___ Excerpted text ___

But, limiting to the top couple hundred words, probably does limit me to sounding like a pretentious dickhole, as I often use "however", "but", and "isn't". Corrections are a little too frequent in my post history.
I'd expect things might be a tiny bit looser with precisions if something small like stop words were removed. Though, it'd be interesting to do the opposite. If you were only measuring stopwords, would that show a unique cadence?
tablespoon is close, but has a missing top 50 mutual (mikeash). In some ways, this is an artefact of the "20, 30, 50, 100" scale. Is there a way to describe the degree to which a user has this "I'm a relatively closer neighbour to them than they are to me" property? Can we make the metric space smaller (e.g. reduce the number of Euclidean dimensions) while preserving this property for the points that have it?
Also note that vector similarity is not reciprocal, one thing can have a top scoring item, but such item may have much more items nearer, like in the 2D space when you have a cluster of points and a point nearby but a bit far apart.

___

• Requirement 1:
In the thread, rewrite the paragraph beginning "Also note that vector similarity" more briefly, keeping its main facts.
• Requirement 2:
Duplicate the part of the thread that starts at the words "But, limiting to" and ends at "that have it?".

___ Information shown ___

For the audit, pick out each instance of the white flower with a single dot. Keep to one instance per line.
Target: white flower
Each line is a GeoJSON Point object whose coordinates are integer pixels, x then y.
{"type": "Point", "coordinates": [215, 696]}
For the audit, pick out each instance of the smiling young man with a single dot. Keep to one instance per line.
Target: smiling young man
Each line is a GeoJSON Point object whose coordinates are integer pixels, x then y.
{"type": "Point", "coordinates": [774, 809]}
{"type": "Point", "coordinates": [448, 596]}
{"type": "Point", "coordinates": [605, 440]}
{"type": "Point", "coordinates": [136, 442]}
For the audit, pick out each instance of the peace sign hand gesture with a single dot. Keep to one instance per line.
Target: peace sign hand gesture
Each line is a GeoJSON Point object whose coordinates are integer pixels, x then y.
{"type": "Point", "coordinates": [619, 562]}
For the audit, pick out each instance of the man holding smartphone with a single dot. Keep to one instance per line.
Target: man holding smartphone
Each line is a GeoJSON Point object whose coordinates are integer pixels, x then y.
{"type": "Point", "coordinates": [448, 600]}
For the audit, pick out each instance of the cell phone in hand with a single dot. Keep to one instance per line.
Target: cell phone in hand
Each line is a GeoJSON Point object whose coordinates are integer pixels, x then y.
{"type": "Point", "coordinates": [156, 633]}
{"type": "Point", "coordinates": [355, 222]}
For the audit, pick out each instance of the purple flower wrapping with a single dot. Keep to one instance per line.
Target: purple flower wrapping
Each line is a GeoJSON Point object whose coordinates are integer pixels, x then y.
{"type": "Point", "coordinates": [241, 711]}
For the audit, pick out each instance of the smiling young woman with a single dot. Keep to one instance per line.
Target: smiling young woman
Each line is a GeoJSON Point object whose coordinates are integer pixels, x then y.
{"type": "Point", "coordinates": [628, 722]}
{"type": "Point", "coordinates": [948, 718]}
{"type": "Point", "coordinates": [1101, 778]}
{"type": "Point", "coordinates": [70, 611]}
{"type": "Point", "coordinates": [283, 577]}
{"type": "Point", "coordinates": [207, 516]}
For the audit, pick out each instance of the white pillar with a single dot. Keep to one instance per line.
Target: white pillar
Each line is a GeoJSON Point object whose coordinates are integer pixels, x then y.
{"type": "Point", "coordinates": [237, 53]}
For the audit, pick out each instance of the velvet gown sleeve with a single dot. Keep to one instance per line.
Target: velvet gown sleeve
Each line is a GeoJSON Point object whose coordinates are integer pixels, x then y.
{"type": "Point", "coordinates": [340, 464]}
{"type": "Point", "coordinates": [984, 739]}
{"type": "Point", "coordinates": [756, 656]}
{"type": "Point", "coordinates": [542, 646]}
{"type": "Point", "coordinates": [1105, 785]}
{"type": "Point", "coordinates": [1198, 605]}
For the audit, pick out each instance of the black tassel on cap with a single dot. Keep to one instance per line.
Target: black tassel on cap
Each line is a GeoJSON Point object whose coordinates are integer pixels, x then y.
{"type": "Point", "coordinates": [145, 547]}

___

• Response 1:
Vector similarity isn't reciprocal. One thing can have a top-scoring item, yet that item may have many other items nearer to it, as when a point in 2D space sits near a cluster but a bit apart from it.

• Response 2:
But, limiting to the top couple hundred words, probably does limit me to sounding like a pretentious dickhole, as I often use "however", "but", and "isn't". Corrections are a little too frequent in my post history.
I'd expect things might be a tiny bit looser with precisions if something small like stop words were removed. Though, it'd be interesting to do the opposite. If you were only measuring stopwords, would that show a unique cadence?
tablespoon is close, but has a missing top 50 mutual (mikeash). In some ways, this is an artefact of the "20, 30, 50, 100" scale. Is there a way to describe the degree to which a user has this "I'm a relatively closer neighbour to them than they are to me" property? Can we make the metric space smaller (e.g. reduce the number of Euclidean dimensions) while preserving this property for the points that have it?